Given task: Replace "overcast sky" with "gray sky" in the rows from the line containing "Put a dot on the logo" through the line containing "<point>15,49</point>". Write out only those lines, with everything else unchanged.

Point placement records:
[Begin]
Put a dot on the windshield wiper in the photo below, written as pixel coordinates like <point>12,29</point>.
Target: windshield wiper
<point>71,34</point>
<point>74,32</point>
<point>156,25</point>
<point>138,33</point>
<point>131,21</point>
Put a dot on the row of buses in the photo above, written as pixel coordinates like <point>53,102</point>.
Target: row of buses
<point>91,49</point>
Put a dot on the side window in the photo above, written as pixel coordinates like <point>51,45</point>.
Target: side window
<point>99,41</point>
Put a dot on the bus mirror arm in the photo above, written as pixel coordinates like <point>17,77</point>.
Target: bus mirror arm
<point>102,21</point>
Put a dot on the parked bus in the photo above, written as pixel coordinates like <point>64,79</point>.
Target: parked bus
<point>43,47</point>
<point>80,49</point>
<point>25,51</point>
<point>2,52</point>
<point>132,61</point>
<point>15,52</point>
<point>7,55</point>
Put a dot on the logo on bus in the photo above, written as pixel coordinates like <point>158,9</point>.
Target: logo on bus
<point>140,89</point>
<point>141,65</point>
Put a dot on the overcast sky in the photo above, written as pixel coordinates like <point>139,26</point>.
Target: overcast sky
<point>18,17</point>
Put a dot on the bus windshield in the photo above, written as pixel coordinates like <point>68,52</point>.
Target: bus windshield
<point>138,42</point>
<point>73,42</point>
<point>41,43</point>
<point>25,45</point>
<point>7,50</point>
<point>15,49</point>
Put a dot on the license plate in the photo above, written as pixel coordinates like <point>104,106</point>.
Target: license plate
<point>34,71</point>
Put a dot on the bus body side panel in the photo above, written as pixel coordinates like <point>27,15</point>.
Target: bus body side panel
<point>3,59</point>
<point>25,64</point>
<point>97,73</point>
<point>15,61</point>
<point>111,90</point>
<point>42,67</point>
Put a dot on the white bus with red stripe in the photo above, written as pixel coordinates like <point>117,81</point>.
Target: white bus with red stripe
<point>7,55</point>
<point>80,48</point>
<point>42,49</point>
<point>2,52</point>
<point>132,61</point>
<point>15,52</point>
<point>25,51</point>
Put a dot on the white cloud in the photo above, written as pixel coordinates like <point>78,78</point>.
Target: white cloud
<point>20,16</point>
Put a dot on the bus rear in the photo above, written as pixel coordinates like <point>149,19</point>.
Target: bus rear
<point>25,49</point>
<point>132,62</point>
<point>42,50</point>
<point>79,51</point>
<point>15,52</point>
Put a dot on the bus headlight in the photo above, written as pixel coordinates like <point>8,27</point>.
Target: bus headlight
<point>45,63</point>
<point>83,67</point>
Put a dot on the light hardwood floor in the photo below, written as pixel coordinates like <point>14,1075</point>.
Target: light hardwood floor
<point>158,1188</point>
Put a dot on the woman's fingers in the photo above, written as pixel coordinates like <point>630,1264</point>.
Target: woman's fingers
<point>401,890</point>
[End]
Correct result:
Put a dot on the logo on bus in the photo above, written as pixel coordinates like <point>158,9</point>.
Target: logo on bus
<point>140,89</point>
<point>141,65</point>
Put a dot on the gray sky in the photo above, written as pixel coordinates like <point>139,26</point>.
Target: gray sky
<point>18,17</point>
Put a dot on the bus windshield in the photo above, written as pixel coordinates like <point>68,52</point>.
Target: bus windshield
<point>138,42</point>
<point>73,42</point>
<point>41,43</point>
<point>25,45</point>
<point>7,50</point>
<point>15,49</point>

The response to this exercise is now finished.